- **依頼内容**
以下の資料をすべて、列名を「入力」と「出力」とする2列のCSVで書き表してもらえますか？資料1件につき1行とし、本文を「入力」、その答えを「出力」にそれぞれ引用符で囲んだ1フィールドとして収め、改行はスペースに置き換え、画像は含めないでください。

- **提供資料**
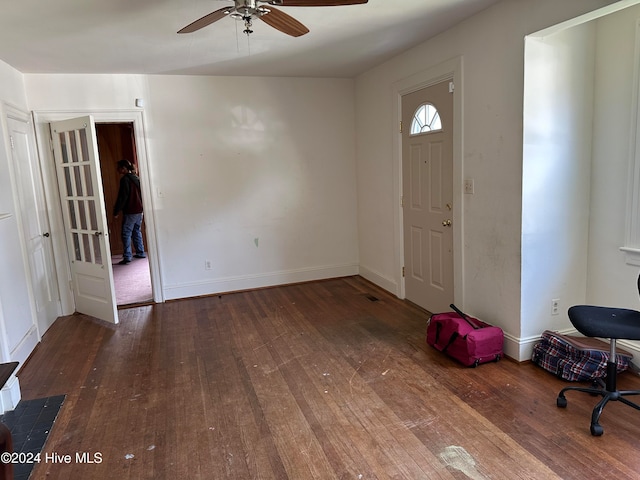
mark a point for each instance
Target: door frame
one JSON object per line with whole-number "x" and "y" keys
{"x": 449, "y": 70}
{"x": 41, "y": 122}
{"x": 14, "y": 113}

- **課題への回答**
入力,出力
"mark a point for each instance Target: door frame one JSON object per line with whole-number ""x"" and ""y"" keys","{""x"": 449, ""y"": 70} {""x"": 41, ""y"": 122} {""x"": 14, ""y"": 113}"